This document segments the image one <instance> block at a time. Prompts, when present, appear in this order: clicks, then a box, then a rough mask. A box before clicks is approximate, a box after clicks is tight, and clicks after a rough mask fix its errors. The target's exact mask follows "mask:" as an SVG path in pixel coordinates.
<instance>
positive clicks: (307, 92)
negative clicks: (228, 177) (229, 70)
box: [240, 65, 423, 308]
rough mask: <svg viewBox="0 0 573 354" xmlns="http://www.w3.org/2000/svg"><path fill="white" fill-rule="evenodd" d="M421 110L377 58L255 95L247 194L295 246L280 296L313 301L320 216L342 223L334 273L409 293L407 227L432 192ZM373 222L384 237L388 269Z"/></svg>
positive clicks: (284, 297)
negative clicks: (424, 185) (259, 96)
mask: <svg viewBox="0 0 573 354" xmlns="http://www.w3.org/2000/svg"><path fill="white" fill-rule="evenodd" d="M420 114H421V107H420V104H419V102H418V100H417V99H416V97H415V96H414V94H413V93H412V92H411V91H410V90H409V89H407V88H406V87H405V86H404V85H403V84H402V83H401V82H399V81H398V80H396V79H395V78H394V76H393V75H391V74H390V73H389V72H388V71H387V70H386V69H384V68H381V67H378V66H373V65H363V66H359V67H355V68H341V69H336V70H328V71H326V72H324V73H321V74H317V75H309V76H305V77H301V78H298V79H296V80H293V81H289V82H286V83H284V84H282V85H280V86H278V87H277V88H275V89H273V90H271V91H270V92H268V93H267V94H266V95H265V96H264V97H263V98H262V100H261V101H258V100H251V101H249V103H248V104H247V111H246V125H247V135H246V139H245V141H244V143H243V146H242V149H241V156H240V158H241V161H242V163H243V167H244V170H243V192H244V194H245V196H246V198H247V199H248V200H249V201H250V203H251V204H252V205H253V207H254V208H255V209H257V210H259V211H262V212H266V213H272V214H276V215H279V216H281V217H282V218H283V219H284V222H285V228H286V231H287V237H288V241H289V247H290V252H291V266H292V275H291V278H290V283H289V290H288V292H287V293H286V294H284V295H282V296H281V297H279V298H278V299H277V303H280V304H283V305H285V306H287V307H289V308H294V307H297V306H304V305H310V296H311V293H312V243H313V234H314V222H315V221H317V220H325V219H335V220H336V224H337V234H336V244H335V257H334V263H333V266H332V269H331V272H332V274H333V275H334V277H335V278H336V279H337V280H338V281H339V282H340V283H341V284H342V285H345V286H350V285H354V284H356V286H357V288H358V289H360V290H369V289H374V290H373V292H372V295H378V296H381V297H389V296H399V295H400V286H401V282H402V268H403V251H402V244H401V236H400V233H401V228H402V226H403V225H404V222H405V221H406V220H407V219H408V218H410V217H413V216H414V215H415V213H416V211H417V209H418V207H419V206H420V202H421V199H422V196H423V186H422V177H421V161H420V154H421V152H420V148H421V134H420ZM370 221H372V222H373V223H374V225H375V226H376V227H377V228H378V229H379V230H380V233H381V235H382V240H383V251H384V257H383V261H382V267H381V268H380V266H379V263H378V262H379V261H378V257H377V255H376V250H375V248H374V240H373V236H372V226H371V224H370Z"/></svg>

▶ WORK ORDER: Only the lines from the beginning of the material through the line with "positive clicks: (284, 297)" should appear in the answer, each copied exactly.

▶ SOLUTION:
This document segments the image one <instance> block at a time. Prompts, when present, appear in this order: clicks, then a box, then a rough mask. A box before clicks is approximate, a box after clicks is tight, and clicks after a rough mask fix its errors. The target's exact mask follows "mask:" as an SVG path in pixel coordinates.
<instance>
positive clicks: (307, 92)
negative clicks: (228, 177) (229, 70)
box: [240, 65, 423, 308]
rough mask: <svg viewBox="0 0 573 354" xmlns="http://www.w3.org/2000/svg"><path fill="white" fill-rule="evenodd" d="M421 110L377 58L255 95L247 194L295 246L280 296L313 301L320 216L342 223L334 273L409 293L407 227L432 192ZM373 222L384 237L388 269Z"/></svg>
positive clicks: (284, 297)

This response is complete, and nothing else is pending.